+++ EXCERPTED PASSAGE +++

The curriculum we use has sequenced the national curriculum into meaningful and connected ‘chunks’ of content to reduce the load on the working memory as well as creating coherent and strong long-term memories. The sequence of substantive and disciplinary knowledge enables pupils to become ‘more expert’ with each study and grow an ever broadening and coherent mental model of the subject. This guards against superficial, disconnected and fragmented scientific knowledge and weak disciplinary knowledge. High frequency, multiple meaning words (Tier 2) are taught explicitly and help make sense of subject specific words (Tier 3). Each learning module in CUSP Science has a vocabulary module with teacher guidance, tasks and resources to enhance and deepen understanding.


The Science curriculum is planned so that the retention of knowledge is much more than just ‘in the moment knowledge’. The cumulative nature of the curriculum is made memorable by the implementation of Bjork’s desirable difficulties, including retrieval and spaced retrieval practice, word building and deliberate practice tasks. This powerful interrelationship between structure and research-led practice is designed to increase substantive knowledge and accelerate learning within and between study modules. That means the foundational knowledge of the curriculum is positioned to ease the load on the working memory: new content is connected to prior learning. The effect of this cumulative model supports opportunities for children to associate and connect significant scientific concepts, over time, and with increasing expertise and knowledge.

+++ ENTRIES SHOWN +++

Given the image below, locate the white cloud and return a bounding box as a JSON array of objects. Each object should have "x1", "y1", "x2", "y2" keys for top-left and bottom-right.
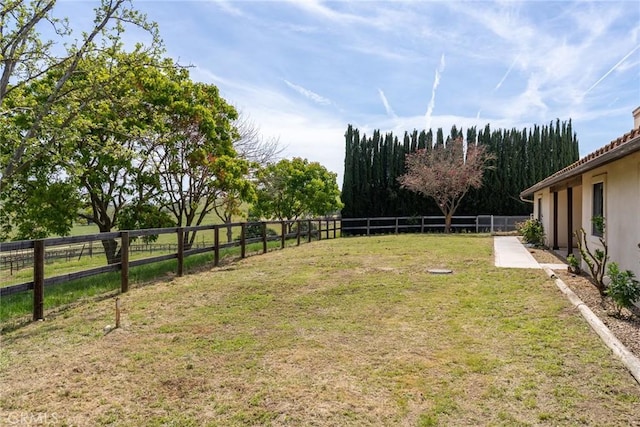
[
  {"x1": 284, "y1": 80, "x2": 331, "y2": 105},
  {"x1": 425, "y1": 53, "x2": 445, "y2": 133},
  {"x1": 378, "y1": 89, "x2": 398, "y2": 118},
  {"x1": 582, "y1": 44, "x2": 640, "y2": 97}
]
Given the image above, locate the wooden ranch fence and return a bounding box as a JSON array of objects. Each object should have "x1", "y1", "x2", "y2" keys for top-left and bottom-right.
[
  {"x1": 341, "y1": 215, "x2": 530, "y2": 236},
  {"x1": 0, "y1": 218, "x2": 340, "y2": 320},
  {"x1": 0, "y1": 215, "x2": 529, "y2": 320}
]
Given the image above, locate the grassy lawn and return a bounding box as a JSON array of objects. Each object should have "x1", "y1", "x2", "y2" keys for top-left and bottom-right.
[{"x1": 0, "y1": 235, "x2": 640, "y2": 426}]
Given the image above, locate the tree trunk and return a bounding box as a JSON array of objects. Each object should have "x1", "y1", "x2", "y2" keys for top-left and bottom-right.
[
  {"x1": 444, "y1": 212, "x2": 453, "y2": 234},
  {"x1": 227, "y1": 225, "x2": 233, "y2": 242},
  {"x1": 102, "y1": 239, "x2": 120, "y2": 264}
]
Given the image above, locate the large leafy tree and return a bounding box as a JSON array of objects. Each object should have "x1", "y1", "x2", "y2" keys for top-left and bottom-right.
[
  {"x1": 252, "y1": 158, "x2": 342, "y2": 229},
  {"x1": 151, "y1": 90, "x2": 255, "y2": 246},
  {"x1": 0, "y1": 0, "x2": 160, "y2": 191},
  {"x1": 398, "y1": 137, "x2": 492, "y2": 233}
]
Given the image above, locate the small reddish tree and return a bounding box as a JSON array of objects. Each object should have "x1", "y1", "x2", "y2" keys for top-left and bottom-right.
[{"x1": 398, "y1": 138, "x2": 494, "y2": 233}]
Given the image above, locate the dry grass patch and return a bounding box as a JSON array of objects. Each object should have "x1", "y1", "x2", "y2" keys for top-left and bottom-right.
[{"x1": 0, "y1": 235, "x2": 640, "y2": 426}]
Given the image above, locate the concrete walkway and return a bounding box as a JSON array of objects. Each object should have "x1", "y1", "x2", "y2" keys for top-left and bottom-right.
[{"x1": 493, "y1": 236, "x2": 542, "y2": 268}]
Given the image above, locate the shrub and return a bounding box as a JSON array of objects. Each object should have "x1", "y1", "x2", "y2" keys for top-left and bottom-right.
[
  {"x1": 606, "y1": 262, "x2": 640, "y2": 315},
  {"x1": 517, "y1": 219, "x2": 544, "y2": 246},
  {"x1": 567, "y1": 254, "x2": 580, "y2": 274},
  {"x1": 575, "y1": 216, "x2": 609, "y2": 295}
]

+++

REQUIRED ACTIONS.
A – List the desirable difficulties that the science curriculum passage names as part of the implementation of Bjork's approach.
B – From the science curriculum passage, set down word for word the part that opens with the words containing "The curriculum we" and closes with "and deepen understanding.".

SOLUTION LIST.
A –
retrieval
spaced retrieval practice
word building
deliberate practice tasks

B –
The curriculum we use has sequenced the national curriculum into meaningful and connected ‘chunks’ of content to reduce the load on the working memory as well as creating coherent and strong long-term memories. The sequence of substantive and disciplinary knowledge enables pupils to become ‘more expert’ with each study and grow an ever broadening and coherent mental model of the subject. This guards against superficial, disconnected and fragmented scientific knowledge and weak disciplinary knowledge. High frequency, multiple meaning words (Tier 2) are taught explicitly and help make sense of subject specific words (Tier 3). Each learning module in CUSP Science has a vocabulary module with teacher guidance, tasks and resources to enhance and deepen understanding.